## Aim
Please swap "screenshot" for "image" in the part of the material that opens with the line containing "Do you see the bear cub on" and closes with the line containing "top-left (368, 19), bottom-right (580, 268)", keeping everything else unchanged and omitting the pictures from your answer.

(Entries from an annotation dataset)

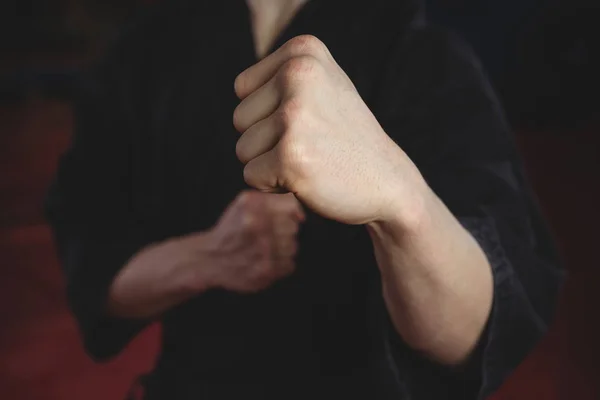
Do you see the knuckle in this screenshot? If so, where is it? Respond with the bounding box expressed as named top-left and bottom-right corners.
top-left (280, 55), bottom-right (320, 83)
top-left (277, 136), bottom-right (310, 173)
top-left (288, 35), bottom-right (325, 54)
top-left (279, 98), bottom-right (304, 131)
top-left (235, 137), bottom-right (250, 164)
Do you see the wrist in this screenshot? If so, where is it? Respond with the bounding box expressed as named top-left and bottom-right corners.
top-left (367, 178), bottom-right (439, 243)
top-left (172, 231), bottom-right (220, 296)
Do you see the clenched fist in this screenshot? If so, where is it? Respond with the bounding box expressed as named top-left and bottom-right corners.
top-left (211, 191), bottom-right (305, 293)
top-left (233, 36), bottom-right (420, 224)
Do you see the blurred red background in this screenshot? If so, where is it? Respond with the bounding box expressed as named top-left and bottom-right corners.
top-left (0, 0), bottom-right (600, 400)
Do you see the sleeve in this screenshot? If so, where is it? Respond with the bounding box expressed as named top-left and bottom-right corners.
top-left (374, 27), bottom-right (563, 400)
top-left (45, 29), bottom-right (156, 361)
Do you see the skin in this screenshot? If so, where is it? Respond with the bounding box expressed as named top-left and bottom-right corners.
top-left (108, 0), bottom-right (493, 366)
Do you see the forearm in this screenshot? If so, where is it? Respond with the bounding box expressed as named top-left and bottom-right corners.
top-left (368, 184), bottom-right (493, 365)
top-left (107, 233), bottom-right (218, 319)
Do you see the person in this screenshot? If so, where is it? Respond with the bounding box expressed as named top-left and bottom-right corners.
top-left (47, 0), bottom-right (562, 400)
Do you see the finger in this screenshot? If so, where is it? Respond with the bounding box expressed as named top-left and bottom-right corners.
top-left (235, 112), bottom-right (283, 164)
top-left (234, 35), bottom-right (328, 99)
top-left (269, 193), bottom-right (305, 223)
top-left (233, 74), bottom-right (281, 132)
top-left (244, 147), bottom-right (283, 193)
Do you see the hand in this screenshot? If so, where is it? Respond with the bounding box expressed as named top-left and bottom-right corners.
top-left (234, 36), bottom-right (420, 224)
top-left (211, 191), bottom-right (305, 293)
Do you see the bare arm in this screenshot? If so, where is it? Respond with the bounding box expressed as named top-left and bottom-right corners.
top-left (369, 183), bottom-right (494, 365)
top-left (107, 192), bottom-right (303, 319)
top-left (107, 232), bottom-right (217, 319)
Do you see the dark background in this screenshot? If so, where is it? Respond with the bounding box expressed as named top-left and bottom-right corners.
top-left (0, 0), bottom-right (600, 400)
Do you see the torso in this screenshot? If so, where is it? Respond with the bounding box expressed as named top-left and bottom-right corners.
top-left (123, 0), bottom-right (418, 398)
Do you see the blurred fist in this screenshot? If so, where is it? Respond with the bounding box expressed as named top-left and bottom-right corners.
top-left (212, 191), bottom-right (305, 293)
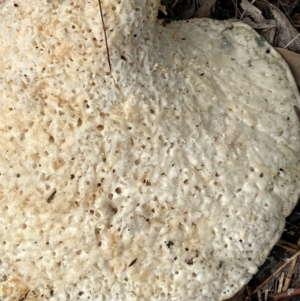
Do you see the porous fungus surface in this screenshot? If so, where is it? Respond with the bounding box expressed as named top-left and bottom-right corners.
top-left (0, 0), bottom-right (300, 301)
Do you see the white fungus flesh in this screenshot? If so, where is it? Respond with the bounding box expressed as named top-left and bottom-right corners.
top-left (0, 0), bottom-right (300, 301)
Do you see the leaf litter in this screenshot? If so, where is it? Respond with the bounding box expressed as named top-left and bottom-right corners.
top-left (159, 0), bottom-right (300, 301)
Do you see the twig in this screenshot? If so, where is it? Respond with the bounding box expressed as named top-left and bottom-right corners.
top-left (98, 0), bottom-right (111, 73)
top-left (252, 251), bottom-right (300, 295)
top-left (282, 254), bottom-right (297, 291)
top-left (283, 33), bottom-right (300, 49)
top-left (286, 0), bottom-right (300, 16)
top-left (271, 288), bottom-right (300, 301)
top-left (277, 272), bottom-right (284, 293)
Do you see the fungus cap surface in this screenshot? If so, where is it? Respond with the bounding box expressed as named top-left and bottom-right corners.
top-left (0, 0), bottom-right (300, 301)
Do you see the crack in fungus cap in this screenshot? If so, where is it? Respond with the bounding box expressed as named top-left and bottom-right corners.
top-left (0, 0), bottom-right (300, 301)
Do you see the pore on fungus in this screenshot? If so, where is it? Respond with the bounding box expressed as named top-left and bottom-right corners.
top-left (0, 0), bottom-right (300, 301)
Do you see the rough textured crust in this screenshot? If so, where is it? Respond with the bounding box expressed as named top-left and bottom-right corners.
top-left (0, 0), bottom-right (300, 301)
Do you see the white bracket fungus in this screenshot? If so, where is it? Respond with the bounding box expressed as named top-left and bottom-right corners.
top-left (0, 0), bottom-right (300, 301)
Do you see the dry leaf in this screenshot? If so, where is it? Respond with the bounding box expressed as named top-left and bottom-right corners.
top-left (241, 0), bottom-right (276, 29)
top-left (225, 286), bottom-right (245, 301)
top-left (275, 47), bottom-right (300, 87)
top-left (257, 0), bottom-right (300, 53)
top-left (260, 27), bottom-right (277, 45)
top-left (195, 0), bottom-right (216, 18)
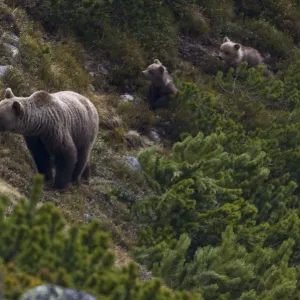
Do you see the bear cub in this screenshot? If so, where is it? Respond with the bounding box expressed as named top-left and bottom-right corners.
top-left (0, 88), bottom-right (99, 190)
top-left (218, 37), bottom-right (263, 69)
top-left (142, 59), bottom-right (178, 110)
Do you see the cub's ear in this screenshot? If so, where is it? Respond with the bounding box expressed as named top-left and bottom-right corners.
top-left (233, 44), bottom-right (241, 50)
top-left (4, 88), bottom-right (15, 99)
top-left (154, 58), bottom-right (162, 65)
top-left (158, 66), bottom-right (165, 74)
top-left (12, 101), bottom-right (24, 117)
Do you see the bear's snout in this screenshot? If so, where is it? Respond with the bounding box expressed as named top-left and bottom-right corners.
top-left (142, 71), bottom-right (148, 79)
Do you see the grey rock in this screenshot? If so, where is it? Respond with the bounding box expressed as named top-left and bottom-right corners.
top-left (83, 214), bottom-right (92, 223)
top-left (120, 94), bottom-right (134, 101)
top-left (89, 84), bottom-right (96, 93)
top-left (0, 65), bottom-right (12, 77)
top-left (150, 130), bottom-right (160, 142)
top-left (3, 43), bottom-right (20, 58)
top-left (124, 156), bottom-right (142, 171)
top-left (20, 284), bottom-right (100, 300)
top-left (98, 64), bottom-right (109, 75)
top-left (1, 32), bottom-right (20, 46)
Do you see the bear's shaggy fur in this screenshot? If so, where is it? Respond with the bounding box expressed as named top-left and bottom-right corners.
top-left (142, 59), bottom-right (177, 110)
top-left (218, 37), bottom-right (263, 69)
top-left (0, 88), bottom-right (99, 189)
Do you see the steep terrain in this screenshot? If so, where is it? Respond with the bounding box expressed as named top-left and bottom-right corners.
top-left (0, 0), bottom-right (300, 300)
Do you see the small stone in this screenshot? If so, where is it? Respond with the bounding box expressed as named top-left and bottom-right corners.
top-left (124, 156), bottom-right (142, 171)
top-left (89, 84), bottom-right (96, 93)
top-left (83, 214), bottom-right (92, 223)
top-left (150, 130), bottom-right (160, 142)
top-left (1, 32), bottom-right (20, 46)
top-left (3, 43), bottom-right (20, 58)
top-left (0, 65), bottom-right (12, 77)
top-left (120, 94), bottom-right (134, 101)
top-left (98, 64), bottom-right (109, 75)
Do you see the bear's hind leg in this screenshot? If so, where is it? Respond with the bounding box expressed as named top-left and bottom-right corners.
top-left (72, 147), bottom-right (91, 182)
top-left (24, 136), bottom-right (53, 182)
top-left (81, 162), bottom-right (91, 181)
top-left (54, 141), bottom-right (77, 190)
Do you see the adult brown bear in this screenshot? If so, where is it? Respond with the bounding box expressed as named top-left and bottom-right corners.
top-left (0, 88), bottom-right (99, 190)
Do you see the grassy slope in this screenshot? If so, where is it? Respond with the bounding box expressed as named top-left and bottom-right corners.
top-left (0, 1), bottom-right (300, 288)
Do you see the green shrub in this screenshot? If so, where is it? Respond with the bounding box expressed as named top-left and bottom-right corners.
top-left (0, 176), bottom-right (199, 300)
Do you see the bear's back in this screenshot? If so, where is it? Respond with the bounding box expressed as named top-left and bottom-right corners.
top-left (243, 46), bottom-right (263, 67)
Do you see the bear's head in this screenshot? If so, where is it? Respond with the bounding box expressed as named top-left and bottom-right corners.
top-left (0, 88), bottom-right (24, 132)
top-left (142, 59), bottom-right (167, 85)
top-left (218, 37), bottom-right (242, 64)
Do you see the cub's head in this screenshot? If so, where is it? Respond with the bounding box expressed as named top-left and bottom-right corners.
top-left (142, 59), bottom-right (166, 83)
top-left (218, 37), bottom-right (241, 64)
top-left (0, 88), bottom-right (24, 132)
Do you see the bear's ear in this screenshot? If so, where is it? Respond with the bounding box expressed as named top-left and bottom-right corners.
top-left (4, 88), bottom-right (15, 99)
top-left (233, 44), bottom-right (241, 50)
top-left (158, 65), bottom-right (165, 74)
top-left (12, 101), bottom-right (24, 117)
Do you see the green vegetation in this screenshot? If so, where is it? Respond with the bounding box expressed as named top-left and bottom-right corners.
top-left (0, 0), bottom-right (300, 300)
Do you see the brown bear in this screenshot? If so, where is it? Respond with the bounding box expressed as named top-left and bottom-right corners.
top-left (0, 88), bottom-right (99, 190)
top-left (142, 59), bottom-right (178, 110)
top-left (218, 37), bottom-right (263, 69)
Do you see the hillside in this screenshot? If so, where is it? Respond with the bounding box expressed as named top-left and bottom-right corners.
top-left (0, 0), bottom-right (300, 300)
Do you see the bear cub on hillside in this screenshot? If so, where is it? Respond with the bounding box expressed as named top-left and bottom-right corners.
top-left (142, 59), bottom-right (178, 110)
top-left (218, 37), bottom-right (263, 69)
top-left (0, 88), bottom-right (99, 190)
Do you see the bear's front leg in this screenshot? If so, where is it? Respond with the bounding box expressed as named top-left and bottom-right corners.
top-left (54, 142), bottom-right (77, 190)
top-left (24, 136), bottom-right (53, 182)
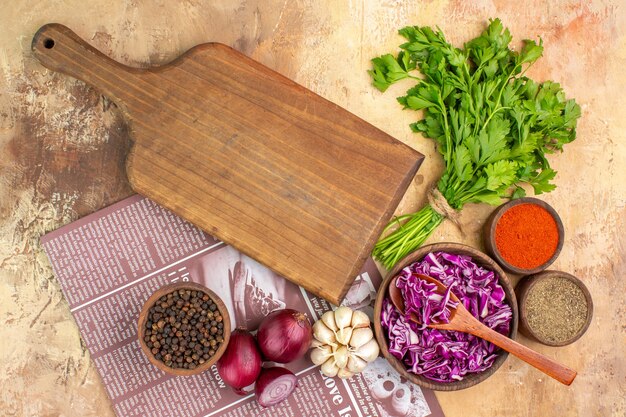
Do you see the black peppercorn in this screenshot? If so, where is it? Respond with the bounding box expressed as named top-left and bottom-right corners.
top-left (143, 290), bottom-right (224, 369)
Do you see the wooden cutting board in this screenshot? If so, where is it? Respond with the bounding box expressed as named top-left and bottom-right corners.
top-left (32, 24), bottom-right (423, 304)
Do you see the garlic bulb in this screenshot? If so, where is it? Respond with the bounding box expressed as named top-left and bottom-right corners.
top-left (311, 306), bottom-right (380, 378)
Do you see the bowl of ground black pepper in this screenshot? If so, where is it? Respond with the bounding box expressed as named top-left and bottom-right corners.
top-left (137, 282), bottom-right (230, 376)
top-left (483, 197), bottom-right (565, 275)
top-left (515, 271), bottom-right (593, 346)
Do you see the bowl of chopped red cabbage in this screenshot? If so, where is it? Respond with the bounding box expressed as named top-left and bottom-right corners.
top-left (374, 243), bottom-right (518, 391)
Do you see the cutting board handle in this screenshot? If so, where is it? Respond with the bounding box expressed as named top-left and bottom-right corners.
top-left (31, 23), bottom-right (146, 110)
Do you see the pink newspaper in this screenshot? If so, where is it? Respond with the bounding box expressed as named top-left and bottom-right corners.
top-left (42, 195), bottom-right (443, 417)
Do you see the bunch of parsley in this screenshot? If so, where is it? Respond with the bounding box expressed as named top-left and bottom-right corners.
top-left (368, 19), bottom-right (580, 268)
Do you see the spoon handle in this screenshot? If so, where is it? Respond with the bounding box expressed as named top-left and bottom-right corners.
top-left (467, 320), bottom-right (576, 385)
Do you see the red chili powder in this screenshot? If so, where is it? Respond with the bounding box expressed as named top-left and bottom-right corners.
top-left (495, 203), bottom-right (559, 269)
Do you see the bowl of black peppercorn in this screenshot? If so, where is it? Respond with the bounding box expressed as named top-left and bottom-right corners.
top-left (137, 282), bottom-right (230, 376)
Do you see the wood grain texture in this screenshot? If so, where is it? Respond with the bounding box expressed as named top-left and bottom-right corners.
top-left (0, 0), bottom-right (626, 417)
top-left (32, 24), bottom-right (423, 304)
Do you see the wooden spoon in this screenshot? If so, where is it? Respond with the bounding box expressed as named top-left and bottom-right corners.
top-left (389, 274), bottom-right (576, 385)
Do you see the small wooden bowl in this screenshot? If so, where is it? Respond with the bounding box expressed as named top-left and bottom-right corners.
top-left (515, 271), bottom-right (593, 346)
top-left (483, 197), bottom-right (565, 275)
top-left (374, 243), bottom-right (518, 391)
top-left (137, 282), bottom-right (230, 376)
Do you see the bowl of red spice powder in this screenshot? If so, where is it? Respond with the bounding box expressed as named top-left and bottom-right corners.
top-left (483, 197), bottom-right (565, 274)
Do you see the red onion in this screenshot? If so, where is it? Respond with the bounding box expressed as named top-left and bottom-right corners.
top-left (217, 329), bottom-right (261, 395)
top-left (255, 366), bottom-right (298, 407)
top-left (256, 308), bottom-right (313, 363)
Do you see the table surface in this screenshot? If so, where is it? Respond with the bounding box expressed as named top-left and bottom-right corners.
top-left (0, 0), bottom-right (626, 417)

## Response to this exercise
Do you see the bear cub on hillside in this image? If so, where is it? Respond with the bounding box expressed as named top-left and bottom-right corners.
top-left (142, 59), bottom-right (178, 110)
top-left (218, 37), bottom-right (263, 69)
top-left (0, 88), bottom-right (99, 190)
Do you see the bear's front leg in this image? If so, where is it? Respond with the bounding box expressed as named top-left and bottom-right corners.
top-left (54, 142), bottom-right (77, 190)
top-left (24, 136), bottom-right (53, 182)
Do you see the black peppercorn in this image? If so, where is it? Respond with the bounding box expressed as named top-left and bottom-right corners.
top-left (143, 290), bottom-right (224, 369)
Do you see the wooden cutting board in this image? If so, where is it? Respond with the bounding box expressed as named top-left and bottom-right corners.
top-left (32, 24), bottom-right (423, 304)
Do you see the garlic bulb in this image? If so, where is it? Respond with the bounding box expressed as named top-left and bottom-right corners.
top-left (311, 306), bottom-right (380, 378)
Do you see the bowl of ground black pepper in this image? If so, where is it? Respond with the bounding box expressed as named top-left and bottom-right corners.
top-left (137, 282), bottom-right (230, 376)
top-left (483, 197), bottom-right (565, 275)
top-left (515, 271), bottom-right (593, 346)
Do you see the bowl of chopped red cabbage in this image? If so, where is it? Respond with the bounding box expressed as named top-left and bottom-right corners.
top-left (374, 243), bottom-right (518, 391)
Do you see the cutting board handle in this image? If so, where is it? Respond with the bounding box expressed as named top-left and bottom-right corners.
top-left (31, 23), bottom-right (146, 110)
Do you see the pink newspaper in this image? If so, where is it? Respond with the bounding box expressed as named top-left and bottom-right corners.
top-left (42, 195), bottom-right (443, 417)
Do you see the bunch of parsley in this image? If so, where is it? Respond with the bounding box expressed as named top-left and bottom-right corners.
top-left (368, 19), bottom-right (580, 268)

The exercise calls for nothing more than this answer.